| TRECHO |
"""

Mapas, desenhar, pintar, atlas, são palavras hoje totalmente desconhecidas das últimas gerações que nasceram já ganhando seu pontinho no google mapas. Eu poderia dizer que naquela época é que era bom e tals mas estaria mentindo, desenhar e pintar mapas era um martírio e totalmente inútil, como decorar os afluentes da margem direita do Rio Amazonas, por exemplo. Usar mapas, contudo, aqueles já prontos que a gente via na parede da escola, ou consultava no atlas ou mesmo o famoso globo (que eu enchi a paciência da minha mãe até ganhar um) tinham o seu charme: olhar atentamente, correr o dedo sobre países até encontrar aquele lugar, aquela cidade, aquele rio, olha então é aqui que fulano mora, que cicrano se mudou, então foi aqui que beltrano morreu…
Esse prazer da pesquisa e da descoberta, o exercício da paciência e o prazer de encontrar o que estava procurando, isso sim faz bastante falta nos dias de hoje, olhar o mapa mas também apreciar a jornada pois hoje basta teclar rapidamente, alguns cliques et voilà, eis o lugar que você estava procurando, vou te mostrar o melhor caminho, olha pega essa rua que você evita o trânsito. Mas se a vida é a arte do encontro apesar de tanto desencontro nessa vida porque a pressa de chegar se podemos encontrar o mais no caminho?
Toda essa digressão matutina e geoespacial foi motivada pela leitura de O livro das semelhanças da poeta mineira Ana Martins Marques, certamente o melhor livro de poesia que comprei nos últimos anos. Normalmente leio livros de poesia em qualquer ordem, abro uma página, escolho, leio, penso, leio de novo, fecho e assim sucessivamente. Já com esse livro foi diferente, li na sequência, uma poesia depois da outra, uma melhor que a outra. É um livro que simplesmente não dá para largar, uma poética que injeta lirismo no prosaico, a vida, simples, fica muito mais bela quando Ana aciona seu tear lírico.
Daria para falar de várias coisas mas aí o post ficaria longo demais então me concentro na paixão de Ana por mapas. O livro é dividido em quatro partes, como capítulos e um deles se chama Cartografias. O ramo da ciência que gira em torno de mapas vira a arte do encontro na poesia de Ana Martins Marques. Como nascemos na mesma época acredito que ela também tinha que desenhar mapas mas desconfio que ela caprichava bem mais do que eu.
Há o mapa que aproxima como em
Você faz questão/de dobrar o mapa/de modo que nossas cidades/distantes uma da outra/exatos 1720km/fizessem subitamente/fronteira
Ou o mapa para o encontro e a solução para o desejo
você assinala no mapa/o lugar prometido do encontro/ para o qual no dia seguinte me dirijo/com apenas café preto o bilhete só de ida do metrô/a pressa feroz do desejo deixando no entanto esquecido sobre a mesa o/mapa que me levaria/onde?

"""

| MATERIAL DE DADOS |
"""

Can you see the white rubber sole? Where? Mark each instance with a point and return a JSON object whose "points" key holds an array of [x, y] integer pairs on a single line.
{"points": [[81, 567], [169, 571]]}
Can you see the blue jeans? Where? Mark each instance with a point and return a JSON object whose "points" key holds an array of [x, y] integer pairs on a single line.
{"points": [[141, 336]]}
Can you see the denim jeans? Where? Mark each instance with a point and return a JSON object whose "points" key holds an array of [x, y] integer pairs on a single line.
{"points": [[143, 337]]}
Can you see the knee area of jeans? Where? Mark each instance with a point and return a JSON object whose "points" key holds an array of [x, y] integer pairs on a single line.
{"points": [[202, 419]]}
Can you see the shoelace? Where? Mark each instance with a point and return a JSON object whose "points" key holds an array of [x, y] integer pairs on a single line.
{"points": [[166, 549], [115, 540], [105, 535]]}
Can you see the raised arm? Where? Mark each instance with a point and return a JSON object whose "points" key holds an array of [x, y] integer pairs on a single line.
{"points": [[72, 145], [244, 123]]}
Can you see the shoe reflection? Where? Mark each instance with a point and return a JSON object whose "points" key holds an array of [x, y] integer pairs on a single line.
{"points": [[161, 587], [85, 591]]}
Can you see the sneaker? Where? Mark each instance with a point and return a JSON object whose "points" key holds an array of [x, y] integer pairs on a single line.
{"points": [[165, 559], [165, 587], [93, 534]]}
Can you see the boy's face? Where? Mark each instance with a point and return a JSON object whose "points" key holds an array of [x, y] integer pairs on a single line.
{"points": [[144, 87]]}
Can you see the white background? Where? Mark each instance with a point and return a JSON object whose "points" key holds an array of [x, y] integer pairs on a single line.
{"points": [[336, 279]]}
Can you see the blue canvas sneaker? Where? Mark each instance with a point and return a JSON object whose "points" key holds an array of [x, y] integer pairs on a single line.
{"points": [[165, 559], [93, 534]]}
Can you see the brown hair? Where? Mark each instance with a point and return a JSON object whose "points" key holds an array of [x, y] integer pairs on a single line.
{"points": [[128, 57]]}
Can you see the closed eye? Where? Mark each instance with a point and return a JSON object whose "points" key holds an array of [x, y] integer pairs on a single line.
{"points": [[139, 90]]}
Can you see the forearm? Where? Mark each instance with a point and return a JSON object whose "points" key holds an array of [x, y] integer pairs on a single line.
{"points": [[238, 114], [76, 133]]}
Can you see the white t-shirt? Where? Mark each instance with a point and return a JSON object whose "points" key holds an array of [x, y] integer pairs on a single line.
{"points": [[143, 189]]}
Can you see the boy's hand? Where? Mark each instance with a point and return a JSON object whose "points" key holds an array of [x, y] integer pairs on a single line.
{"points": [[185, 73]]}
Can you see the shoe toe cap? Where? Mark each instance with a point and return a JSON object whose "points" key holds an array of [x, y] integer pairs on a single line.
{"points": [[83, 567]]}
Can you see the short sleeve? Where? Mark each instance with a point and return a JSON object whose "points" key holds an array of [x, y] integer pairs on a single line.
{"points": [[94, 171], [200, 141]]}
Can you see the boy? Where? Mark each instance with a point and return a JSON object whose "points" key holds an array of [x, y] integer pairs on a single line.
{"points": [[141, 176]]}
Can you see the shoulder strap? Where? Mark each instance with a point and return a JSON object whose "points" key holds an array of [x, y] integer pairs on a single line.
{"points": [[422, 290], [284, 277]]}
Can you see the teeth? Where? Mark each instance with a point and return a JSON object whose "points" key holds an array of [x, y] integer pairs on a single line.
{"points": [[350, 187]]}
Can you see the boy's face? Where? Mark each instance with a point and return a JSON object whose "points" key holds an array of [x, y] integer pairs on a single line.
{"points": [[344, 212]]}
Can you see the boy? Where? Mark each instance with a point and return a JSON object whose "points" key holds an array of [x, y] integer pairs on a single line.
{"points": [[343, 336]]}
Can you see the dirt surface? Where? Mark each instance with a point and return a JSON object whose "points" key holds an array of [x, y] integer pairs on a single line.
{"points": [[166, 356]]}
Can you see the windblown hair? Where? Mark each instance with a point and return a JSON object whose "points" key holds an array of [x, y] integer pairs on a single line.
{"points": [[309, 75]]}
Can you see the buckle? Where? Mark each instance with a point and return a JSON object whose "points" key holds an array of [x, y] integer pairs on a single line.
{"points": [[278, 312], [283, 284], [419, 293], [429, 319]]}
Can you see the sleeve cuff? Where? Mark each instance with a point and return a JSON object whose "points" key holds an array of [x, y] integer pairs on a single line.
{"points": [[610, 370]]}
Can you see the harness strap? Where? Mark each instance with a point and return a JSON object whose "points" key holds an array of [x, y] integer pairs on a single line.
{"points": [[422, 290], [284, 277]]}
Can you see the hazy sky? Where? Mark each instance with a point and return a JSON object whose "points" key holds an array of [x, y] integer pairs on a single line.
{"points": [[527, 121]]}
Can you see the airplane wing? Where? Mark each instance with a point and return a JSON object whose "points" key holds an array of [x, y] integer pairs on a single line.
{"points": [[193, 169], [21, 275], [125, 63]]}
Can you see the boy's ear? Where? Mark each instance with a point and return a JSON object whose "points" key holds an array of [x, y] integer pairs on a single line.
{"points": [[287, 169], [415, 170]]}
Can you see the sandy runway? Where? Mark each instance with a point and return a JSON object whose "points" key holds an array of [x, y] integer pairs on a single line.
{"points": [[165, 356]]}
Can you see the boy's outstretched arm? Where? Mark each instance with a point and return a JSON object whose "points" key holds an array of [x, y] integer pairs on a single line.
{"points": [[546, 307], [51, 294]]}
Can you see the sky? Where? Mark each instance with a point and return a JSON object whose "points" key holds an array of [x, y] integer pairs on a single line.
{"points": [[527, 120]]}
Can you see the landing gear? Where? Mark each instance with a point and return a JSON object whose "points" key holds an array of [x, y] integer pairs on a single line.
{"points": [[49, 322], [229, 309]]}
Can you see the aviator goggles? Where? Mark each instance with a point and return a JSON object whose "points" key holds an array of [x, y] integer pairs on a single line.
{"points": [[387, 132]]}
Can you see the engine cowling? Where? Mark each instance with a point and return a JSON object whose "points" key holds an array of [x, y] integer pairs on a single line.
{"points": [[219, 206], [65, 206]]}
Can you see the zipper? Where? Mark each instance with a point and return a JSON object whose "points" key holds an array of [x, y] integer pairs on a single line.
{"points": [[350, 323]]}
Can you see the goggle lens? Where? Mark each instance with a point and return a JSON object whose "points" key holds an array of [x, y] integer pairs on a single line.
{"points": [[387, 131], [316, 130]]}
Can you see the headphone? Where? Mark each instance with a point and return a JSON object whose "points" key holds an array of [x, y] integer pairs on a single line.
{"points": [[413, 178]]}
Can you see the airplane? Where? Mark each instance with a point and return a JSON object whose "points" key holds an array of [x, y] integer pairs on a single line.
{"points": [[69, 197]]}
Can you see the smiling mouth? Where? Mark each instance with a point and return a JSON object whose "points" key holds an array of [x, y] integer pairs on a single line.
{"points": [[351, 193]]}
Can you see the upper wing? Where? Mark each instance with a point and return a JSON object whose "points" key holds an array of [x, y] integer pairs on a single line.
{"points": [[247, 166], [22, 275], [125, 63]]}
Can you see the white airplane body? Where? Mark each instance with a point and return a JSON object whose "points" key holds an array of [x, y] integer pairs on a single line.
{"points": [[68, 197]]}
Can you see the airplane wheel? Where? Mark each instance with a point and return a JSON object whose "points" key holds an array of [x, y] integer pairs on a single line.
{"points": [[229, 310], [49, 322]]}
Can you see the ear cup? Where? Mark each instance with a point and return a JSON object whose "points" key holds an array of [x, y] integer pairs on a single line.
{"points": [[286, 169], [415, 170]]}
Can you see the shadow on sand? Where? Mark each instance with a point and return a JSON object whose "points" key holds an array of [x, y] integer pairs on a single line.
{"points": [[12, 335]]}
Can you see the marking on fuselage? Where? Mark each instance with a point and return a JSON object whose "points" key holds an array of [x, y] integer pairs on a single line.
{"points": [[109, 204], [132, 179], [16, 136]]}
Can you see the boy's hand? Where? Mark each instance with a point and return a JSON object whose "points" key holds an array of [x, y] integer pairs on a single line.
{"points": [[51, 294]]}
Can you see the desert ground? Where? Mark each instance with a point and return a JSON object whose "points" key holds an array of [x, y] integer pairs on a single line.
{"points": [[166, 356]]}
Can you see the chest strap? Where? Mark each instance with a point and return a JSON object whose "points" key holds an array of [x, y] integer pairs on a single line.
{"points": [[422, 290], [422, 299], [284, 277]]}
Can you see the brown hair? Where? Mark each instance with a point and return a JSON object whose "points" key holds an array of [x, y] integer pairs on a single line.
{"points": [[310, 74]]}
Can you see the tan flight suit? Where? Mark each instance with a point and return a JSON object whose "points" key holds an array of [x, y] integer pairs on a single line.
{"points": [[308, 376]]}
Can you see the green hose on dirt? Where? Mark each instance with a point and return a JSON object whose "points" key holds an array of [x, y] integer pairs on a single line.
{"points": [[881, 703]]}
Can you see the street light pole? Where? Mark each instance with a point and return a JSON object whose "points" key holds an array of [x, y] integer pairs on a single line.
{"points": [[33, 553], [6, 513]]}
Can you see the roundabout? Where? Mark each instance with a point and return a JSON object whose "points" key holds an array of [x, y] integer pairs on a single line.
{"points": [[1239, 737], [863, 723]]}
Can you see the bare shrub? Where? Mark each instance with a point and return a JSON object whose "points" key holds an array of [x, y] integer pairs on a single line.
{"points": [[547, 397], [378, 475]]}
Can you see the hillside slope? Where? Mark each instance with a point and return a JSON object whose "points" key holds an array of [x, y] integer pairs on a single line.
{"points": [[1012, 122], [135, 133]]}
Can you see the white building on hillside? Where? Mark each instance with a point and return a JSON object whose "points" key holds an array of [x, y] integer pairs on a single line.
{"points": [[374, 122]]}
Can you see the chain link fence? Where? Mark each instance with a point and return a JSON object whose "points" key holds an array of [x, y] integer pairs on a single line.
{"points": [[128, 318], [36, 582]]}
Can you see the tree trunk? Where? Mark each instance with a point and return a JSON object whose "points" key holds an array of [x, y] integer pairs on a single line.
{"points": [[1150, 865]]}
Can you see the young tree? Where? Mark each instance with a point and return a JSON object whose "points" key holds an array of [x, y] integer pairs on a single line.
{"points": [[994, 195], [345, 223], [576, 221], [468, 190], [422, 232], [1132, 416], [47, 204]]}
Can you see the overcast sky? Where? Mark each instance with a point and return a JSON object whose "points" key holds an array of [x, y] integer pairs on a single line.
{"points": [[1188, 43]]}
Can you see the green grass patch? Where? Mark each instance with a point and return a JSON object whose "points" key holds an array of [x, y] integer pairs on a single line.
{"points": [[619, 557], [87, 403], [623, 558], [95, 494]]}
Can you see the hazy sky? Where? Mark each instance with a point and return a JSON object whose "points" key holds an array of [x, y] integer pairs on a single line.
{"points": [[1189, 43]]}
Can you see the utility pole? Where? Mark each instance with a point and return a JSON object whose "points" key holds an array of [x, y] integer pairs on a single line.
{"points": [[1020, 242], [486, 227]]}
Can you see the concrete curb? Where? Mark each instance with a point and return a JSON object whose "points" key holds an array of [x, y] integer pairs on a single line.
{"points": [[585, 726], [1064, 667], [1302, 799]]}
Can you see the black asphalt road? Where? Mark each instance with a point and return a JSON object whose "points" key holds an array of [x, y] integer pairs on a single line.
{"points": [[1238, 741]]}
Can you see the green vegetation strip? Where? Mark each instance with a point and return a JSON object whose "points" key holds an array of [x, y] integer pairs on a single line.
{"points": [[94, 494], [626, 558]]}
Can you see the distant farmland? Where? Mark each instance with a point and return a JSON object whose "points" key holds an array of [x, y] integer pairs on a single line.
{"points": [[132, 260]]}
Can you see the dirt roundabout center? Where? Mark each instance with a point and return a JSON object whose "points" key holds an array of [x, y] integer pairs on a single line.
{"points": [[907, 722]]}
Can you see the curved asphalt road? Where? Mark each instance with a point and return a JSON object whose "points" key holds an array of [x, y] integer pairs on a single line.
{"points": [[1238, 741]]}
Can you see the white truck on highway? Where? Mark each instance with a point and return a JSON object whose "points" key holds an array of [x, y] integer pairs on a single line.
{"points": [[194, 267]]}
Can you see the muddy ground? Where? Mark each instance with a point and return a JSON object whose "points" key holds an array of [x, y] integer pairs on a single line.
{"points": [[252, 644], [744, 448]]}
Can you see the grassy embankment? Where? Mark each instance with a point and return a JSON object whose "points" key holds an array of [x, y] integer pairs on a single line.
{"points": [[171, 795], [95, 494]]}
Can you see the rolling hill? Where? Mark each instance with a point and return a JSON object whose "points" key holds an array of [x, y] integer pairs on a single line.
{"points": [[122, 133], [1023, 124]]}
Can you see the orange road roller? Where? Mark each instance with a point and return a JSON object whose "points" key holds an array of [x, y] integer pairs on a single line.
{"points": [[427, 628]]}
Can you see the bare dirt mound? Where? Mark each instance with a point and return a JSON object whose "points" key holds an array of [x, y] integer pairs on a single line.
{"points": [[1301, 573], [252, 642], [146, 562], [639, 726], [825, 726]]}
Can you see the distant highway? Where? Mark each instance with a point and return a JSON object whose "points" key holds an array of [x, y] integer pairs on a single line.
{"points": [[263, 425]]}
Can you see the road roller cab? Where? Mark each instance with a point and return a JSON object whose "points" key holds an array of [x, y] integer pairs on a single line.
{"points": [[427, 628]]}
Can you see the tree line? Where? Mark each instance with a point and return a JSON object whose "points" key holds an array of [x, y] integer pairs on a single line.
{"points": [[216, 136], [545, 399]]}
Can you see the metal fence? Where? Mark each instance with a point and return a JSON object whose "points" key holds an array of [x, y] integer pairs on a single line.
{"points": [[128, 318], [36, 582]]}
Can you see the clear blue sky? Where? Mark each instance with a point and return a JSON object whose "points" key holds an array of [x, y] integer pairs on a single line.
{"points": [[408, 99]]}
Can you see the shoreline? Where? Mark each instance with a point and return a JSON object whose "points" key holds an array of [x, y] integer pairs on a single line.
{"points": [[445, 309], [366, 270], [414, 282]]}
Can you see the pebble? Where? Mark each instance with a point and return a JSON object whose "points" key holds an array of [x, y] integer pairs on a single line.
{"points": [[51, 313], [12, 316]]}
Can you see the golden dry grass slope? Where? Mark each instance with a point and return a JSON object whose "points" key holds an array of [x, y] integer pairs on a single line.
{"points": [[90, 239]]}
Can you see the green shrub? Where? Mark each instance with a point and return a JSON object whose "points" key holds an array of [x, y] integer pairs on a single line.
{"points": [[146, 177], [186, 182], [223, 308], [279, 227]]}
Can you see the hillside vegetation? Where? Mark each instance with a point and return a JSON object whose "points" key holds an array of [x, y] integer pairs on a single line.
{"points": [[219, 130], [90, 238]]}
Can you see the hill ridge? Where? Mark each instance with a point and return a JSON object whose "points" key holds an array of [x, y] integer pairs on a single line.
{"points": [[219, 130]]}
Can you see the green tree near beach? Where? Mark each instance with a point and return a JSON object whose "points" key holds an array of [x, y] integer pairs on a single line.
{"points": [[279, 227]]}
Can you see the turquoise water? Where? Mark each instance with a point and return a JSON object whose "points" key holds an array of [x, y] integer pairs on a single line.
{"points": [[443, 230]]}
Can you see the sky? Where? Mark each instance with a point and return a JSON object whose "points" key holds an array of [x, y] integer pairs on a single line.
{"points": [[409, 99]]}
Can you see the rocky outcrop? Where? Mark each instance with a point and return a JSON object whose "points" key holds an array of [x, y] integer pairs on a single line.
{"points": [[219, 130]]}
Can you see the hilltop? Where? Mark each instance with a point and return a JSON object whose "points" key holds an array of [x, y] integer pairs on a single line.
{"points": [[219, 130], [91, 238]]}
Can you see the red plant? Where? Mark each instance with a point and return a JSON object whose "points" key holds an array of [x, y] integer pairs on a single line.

"""

| TAREFAS ESCRITAS |
(A) Indique se cada afirmação a seguir concorda com o trecho sobre mapas, respondendo sim ou não e citando literalmente as palavras do trecho que decidem a questão. (i) Desenhar e pintar mapas é descrito como uma atividade útil. (ii) O livro das semelhanças foi lido na sequência, uma poesia depois da outra. (iii) O livro das semelhanças é dividido em cinco partes.
(B) Reescreva, sem nenhuma alteração, a parte do trecho que se abre com as palavras "Há o mapa que" e se fecha com "que me levaria/onde?".
Baseie-se exclusivamente no trecho.

| RESPOSTAS DOS EXERCÍCIOS |
(A) (i) Não: "desenhar e pintar mapas era um martírio e totalmente inútil". (ii) Sim: "li na sequência, uma poesia depois da outra". (iii) Não: "O livro é dividido em quatro partes".

(B)
Há o mapa que aproxima como em
Você faz questão/de dobrar o mapa/de modo que nossas cidades/distantes uma da outra/exatos 1720km/fizessem subitamente/fronteira
Ou o mapa para o encontro e a solução para o desejo
você assinala no mapa/o lugar prometido do encontro/ para o qual no dia seguinte me dirijo/com apenas café preto o bilhete só de ida do metrô/a pressa feroz do desejo deixando no entanto esquecido sobre a mesa o/mapa que me levaria/onde?